### DIRECTIVE
In the film review, what did Jackson use in place of a single narrator to provide comment and explanation?
++++ SELECTED EXTRACT ++++
Film Review – They Shall not Grow Old

Director: Peter Jackson

Running time: 99 minutes

Robert Henderson

This is literally a unique film in terms of  its making. Peter Jackson has taken contemporary footage from the First World  War (the Great War)  and  coloured  the original black and white film in the most detailed and lifelike  fashion  and used special software  to bring the film to a speed which makes the movement  entirely lifelike. (Amongst the many arresting sights  in the film are the  early tanks which were  surprisingly efficient at riding over the very difficult rough ground created by the vast trench systems which  all too easily dissolved into seas of mud. )

Jackson used lip readers to discover what people were saying and then voiced their words using the most probable accents the speakers would have been using based on their regiments (British regiments have a strong tradition of recruiting from particular areas, and what were known as Pal’s Battalions” ).

Finally, he added sound effects for  such things as guns, shell and bomb blasts and even a yellow green mist to replicate the use of chlorine gas.  In short, the attention to detail is astonishing.

They shall not grow old opens with film untouched by sound, colour or speed alteration.  When the remastered and altered film arrives it is like watching a magician perform a particularly spectacular trick.  The original jerky, silent and drab film of the period  suddenly becomes as vivid and real as any modern  example of cinematography.

The film starts   by showing the  Britain of the immediate days after war was declared is shown preparing for  the battle to come as recruits are inducted and trained, all very chipper as they doubtless waited for “a crack at the Hun”.

There were also extraneous surprising  sights, for example the very   large number of motor vehicles in places such as London  despite the motor car being very expensive and barely out of its childhood.

The film concentrates on the war on the Western Front  (the primary  theatre of war in WW1) and deals with the infantry soldier, artillery and tanks.  There is nothing about the war in the air or at  sea, but that does not matter because the story Jackson is telling is about the soldier on the ground, especially the “poor, bloody infantry”.

Jackson decided not to use a single narrator. Instead, when comment and explanation  is needed he allows recordings of the words of men who served in the war drawn from the vast library of recordings held by the Imperial War museum. to provide it.

The voices of those  used in the opening passage are surprising ones, men who even after they had experienced the horrors of the trenches still spoke, always   matter of factly,  about doing their duty, of doing their job. Some went further and admitted that the war was the happiest time of their lives.  This is reflected in  the faces of the men who  are more  often than not smiling and joking  is  rife. There was little  if anything by way of combatants lamenting the futility of it all.
++++ ENTRIES SHOWN ++++
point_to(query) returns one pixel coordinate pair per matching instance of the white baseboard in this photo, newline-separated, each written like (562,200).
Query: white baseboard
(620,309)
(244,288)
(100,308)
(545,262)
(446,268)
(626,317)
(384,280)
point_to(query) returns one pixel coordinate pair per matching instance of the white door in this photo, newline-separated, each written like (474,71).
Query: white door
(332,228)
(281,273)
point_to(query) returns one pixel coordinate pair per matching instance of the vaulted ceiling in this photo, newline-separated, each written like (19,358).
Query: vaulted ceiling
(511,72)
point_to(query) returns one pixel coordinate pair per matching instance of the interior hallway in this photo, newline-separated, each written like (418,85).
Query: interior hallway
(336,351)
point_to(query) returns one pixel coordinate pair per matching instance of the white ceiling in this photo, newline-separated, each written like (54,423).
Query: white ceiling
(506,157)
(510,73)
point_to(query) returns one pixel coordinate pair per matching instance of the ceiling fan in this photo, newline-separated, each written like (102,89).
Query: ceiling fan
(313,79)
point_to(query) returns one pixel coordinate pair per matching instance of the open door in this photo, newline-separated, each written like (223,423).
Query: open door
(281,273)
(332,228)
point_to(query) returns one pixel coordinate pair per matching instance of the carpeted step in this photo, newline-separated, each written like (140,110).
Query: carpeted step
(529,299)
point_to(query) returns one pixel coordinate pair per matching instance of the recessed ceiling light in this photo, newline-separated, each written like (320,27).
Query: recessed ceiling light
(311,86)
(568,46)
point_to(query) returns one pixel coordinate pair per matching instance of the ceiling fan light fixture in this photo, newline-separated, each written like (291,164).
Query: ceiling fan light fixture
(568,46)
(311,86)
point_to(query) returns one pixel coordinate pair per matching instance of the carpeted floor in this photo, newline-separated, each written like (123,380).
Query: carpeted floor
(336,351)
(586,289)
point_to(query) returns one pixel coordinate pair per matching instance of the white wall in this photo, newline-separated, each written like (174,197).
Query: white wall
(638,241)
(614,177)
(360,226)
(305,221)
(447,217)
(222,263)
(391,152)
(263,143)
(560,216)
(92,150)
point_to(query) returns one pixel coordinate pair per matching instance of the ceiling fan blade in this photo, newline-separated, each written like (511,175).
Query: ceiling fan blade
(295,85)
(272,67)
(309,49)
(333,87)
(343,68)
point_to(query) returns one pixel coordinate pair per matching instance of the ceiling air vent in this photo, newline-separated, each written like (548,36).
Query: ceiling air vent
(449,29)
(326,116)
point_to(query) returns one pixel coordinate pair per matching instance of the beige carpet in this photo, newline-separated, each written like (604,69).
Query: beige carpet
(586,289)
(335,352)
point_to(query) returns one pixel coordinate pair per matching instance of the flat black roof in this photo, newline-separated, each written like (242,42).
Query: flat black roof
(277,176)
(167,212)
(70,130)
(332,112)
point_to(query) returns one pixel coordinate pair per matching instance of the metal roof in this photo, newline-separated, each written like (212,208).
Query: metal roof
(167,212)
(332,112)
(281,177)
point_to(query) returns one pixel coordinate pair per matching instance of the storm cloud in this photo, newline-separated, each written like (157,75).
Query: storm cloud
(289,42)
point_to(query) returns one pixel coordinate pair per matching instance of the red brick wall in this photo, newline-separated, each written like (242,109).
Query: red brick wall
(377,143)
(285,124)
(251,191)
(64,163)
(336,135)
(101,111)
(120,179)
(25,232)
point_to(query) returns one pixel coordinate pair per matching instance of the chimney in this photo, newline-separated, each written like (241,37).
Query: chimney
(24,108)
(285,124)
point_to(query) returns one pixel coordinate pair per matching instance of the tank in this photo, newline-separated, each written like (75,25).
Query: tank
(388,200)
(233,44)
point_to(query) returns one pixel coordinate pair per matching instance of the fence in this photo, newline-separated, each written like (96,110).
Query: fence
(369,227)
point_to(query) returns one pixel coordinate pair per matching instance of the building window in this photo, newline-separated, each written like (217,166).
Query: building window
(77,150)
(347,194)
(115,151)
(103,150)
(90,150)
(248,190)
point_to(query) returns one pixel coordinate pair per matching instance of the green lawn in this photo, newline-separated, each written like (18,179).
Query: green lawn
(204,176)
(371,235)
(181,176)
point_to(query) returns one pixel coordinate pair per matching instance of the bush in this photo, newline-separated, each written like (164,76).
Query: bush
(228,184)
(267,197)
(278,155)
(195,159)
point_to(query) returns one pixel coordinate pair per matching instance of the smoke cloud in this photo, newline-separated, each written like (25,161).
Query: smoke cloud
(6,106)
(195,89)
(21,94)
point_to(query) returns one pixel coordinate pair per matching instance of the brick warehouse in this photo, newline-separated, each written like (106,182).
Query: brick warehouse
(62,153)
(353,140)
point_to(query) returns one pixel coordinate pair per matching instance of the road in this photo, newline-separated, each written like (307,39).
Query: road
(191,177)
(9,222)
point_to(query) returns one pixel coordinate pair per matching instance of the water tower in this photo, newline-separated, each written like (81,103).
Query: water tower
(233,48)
++++
### CORRECT OUTPUT
Recordings of the words of men who served in the war, drawn from the Imperial War Museum's library.